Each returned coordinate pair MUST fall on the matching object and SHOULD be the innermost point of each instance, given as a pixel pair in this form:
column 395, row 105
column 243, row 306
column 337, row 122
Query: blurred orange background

======

WHAT TO PRODUCE » Quote the lines of the listing above that run from the line with "column 243, row 306" through its last line, both included, and nothing else.

FINISHED EXERCISE »
column 243, row 306
column 337, row 122
Query: blurred orange background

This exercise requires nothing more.